Location identification items
%%

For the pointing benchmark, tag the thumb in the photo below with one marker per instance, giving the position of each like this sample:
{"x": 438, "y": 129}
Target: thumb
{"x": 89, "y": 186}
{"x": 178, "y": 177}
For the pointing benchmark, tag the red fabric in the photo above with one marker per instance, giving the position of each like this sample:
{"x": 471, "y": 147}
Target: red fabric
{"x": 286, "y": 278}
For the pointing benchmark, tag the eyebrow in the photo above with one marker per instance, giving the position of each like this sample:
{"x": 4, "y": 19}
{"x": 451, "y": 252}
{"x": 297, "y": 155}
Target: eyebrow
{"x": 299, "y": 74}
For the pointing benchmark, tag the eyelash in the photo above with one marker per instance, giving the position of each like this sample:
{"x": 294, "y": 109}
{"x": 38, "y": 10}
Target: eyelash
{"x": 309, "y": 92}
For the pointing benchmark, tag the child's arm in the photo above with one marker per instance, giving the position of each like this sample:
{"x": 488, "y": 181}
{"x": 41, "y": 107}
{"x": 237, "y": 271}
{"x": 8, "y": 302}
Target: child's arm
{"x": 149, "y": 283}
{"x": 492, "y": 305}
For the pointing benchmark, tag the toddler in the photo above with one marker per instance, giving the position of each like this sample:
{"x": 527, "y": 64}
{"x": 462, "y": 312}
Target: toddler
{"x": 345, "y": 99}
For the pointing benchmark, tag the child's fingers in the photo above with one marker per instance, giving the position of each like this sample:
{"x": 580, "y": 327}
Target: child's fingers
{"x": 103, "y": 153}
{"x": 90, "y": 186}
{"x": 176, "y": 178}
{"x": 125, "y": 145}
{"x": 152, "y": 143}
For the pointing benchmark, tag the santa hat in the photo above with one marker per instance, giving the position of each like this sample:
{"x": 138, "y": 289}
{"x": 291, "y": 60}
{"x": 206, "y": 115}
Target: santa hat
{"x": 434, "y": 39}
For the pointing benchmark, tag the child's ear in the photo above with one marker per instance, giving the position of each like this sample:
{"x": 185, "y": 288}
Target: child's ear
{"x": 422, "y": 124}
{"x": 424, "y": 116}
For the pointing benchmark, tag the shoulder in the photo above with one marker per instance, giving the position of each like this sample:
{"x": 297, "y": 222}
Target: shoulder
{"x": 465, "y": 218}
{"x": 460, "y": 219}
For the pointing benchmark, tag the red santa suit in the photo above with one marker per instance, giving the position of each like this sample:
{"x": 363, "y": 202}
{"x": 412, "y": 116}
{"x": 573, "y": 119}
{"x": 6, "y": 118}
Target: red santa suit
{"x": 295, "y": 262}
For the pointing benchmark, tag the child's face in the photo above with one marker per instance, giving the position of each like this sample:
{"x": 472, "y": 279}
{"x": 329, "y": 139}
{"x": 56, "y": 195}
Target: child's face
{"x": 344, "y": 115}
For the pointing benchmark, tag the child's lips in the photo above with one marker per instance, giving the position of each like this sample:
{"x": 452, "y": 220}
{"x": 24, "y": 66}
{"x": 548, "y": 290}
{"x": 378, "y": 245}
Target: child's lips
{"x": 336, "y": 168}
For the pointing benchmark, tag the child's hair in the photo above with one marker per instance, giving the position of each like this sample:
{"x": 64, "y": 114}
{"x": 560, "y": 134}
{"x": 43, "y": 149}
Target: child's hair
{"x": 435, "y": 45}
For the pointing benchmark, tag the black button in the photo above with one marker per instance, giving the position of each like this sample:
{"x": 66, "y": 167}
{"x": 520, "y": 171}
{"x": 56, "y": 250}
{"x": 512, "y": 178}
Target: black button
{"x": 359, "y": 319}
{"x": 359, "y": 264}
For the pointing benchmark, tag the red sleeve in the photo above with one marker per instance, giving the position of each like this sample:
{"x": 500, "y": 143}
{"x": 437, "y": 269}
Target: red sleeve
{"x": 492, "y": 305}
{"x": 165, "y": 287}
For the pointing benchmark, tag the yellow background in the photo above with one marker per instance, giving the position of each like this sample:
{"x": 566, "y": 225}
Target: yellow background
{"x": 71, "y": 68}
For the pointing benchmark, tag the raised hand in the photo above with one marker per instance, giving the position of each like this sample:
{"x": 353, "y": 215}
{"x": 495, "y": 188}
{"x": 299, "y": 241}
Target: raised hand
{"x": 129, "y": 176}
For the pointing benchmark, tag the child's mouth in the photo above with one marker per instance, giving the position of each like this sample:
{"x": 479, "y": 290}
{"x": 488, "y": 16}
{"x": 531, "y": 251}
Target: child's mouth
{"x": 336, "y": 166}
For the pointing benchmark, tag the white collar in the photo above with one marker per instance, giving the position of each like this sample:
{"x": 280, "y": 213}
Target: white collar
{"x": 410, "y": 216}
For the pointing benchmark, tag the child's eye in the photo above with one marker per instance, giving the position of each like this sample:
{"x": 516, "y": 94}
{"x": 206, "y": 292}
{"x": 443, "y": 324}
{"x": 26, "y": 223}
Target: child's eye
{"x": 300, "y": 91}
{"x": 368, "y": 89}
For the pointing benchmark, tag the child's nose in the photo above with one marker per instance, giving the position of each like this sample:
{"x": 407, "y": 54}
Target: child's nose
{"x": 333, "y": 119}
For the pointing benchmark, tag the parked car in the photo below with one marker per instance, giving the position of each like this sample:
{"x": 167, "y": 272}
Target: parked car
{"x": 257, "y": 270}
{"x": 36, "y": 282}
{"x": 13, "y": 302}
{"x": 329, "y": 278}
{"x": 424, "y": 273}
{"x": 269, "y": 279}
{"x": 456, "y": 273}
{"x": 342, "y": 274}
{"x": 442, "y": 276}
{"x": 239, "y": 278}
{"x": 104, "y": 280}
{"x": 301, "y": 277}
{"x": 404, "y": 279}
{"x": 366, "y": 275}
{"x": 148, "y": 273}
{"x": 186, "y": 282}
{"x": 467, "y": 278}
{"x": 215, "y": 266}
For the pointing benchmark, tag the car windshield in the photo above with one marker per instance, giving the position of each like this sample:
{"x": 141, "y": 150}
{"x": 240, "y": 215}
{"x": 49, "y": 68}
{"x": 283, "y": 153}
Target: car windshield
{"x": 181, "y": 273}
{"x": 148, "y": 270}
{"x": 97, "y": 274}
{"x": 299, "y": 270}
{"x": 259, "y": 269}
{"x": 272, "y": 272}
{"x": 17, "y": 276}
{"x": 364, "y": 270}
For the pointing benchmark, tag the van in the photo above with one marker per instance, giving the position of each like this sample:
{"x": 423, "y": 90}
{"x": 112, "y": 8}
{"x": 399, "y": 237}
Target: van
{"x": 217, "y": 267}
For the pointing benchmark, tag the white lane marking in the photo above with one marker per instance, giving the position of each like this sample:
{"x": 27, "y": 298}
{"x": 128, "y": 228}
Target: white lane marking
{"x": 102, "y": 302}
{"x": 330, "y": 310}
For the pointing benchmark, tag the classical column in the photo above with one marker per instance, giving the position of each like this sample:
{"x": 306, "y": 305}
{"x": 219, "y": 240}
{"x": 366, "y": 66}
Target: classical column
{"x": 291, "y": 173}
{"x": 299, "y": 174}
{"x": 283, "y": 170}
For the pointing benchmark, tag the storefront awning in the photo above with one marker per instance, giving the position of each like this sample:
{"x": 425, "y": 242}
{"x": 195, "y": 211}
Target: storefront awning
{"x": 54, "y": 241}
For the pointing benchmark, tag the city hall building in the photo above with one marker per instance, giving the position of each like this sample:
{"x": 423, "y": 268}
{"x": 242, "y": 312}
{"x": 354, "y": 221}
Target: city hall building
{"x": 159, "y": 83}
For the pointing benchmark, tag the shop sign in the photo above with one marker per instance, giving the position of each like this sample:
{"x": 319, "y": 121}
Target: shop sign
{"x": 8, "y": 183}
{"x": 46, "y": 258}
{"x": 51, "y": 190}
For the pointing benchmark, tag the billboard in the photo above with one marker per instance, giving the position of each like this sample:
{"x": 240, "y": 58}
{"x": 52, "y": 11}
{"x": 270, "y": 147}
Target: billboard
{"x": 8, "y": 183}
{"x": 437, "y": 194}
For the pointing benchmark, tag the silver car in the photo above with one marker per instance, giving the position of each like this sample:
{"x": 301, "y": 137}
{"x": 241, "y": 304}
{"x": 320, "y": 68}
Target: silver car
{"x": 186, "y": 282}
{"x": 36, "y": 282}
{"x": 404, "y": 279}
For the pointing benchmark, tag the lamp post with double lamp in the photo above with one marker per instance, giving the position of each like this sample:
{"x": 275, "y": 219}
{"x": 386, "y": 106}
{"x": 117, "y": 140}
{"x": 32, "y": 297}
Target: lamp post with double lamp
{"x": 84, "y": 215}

%%

## Request
Take every line from the one containing "For the pointing benchmark, tag the storefront" to the end of the listing and output it exactly, with nothing else.

## Exercise response
For the pointing benchmark, tag the storefront awning in the photo above with one marker per instance, giving the position of each like this sample:
{"x": 425, "y": 242}
{"x": 195, "y": 211}
Target: storefront awning
{"x": 54, "y": 241}
For the pointing benchmark, tag the city hall building in the photo above with one marker per instance, giving the position of each like this sample:
{"x": 423, "y": 268}
{"x": 242, "y": 312}
{"x": 354, "y": 221}
Target: city hall building
{"x": 159, "y": 83}
For the pointing benchmark, tag the shop sign in the photo above with one marker per instance, giving the position of each like this sample:
{"x": 319, "y": 121}
Target: shop sign
{"x": 8, "y": 183}
{"x": 46, "y": 258}
{"x": 51, "y": 190}
For the pointing benchmark, tag the billboard in the photo above with one marker per instance, giving the position of each like this sample:
{"x": 240, "y": 58}
{"x": 52, "y": 11}
{"x": 270, "y": 147}
Target: billboard
{"x": 8, "y": 183}
{"x": 437, "y": 194}
For the pointing benchmark, tag the silver car in the photo above with one marker per instance, giving the position of each like this sample:
{"x": 301, "y": 137}
{"x": 241, "y": 304}
{"x": 320, "y": 68}
Target: silver car
{"x": 186, "y": 282}
{"x": 36, "y": 282}
{"x": 404, "y": 279}
For the pointing benchmark, tag the lamp post with double lamp in the photo above with one marker per instance, giving the position of each like this sample:
{"x": 275, "y": 219}
{"x": 386, "y": 106}
{"x": 117, "y": 140}
{"x": 32, "y": 297}
Target: lamp post with double lamp
{"x": 84, "y": 215}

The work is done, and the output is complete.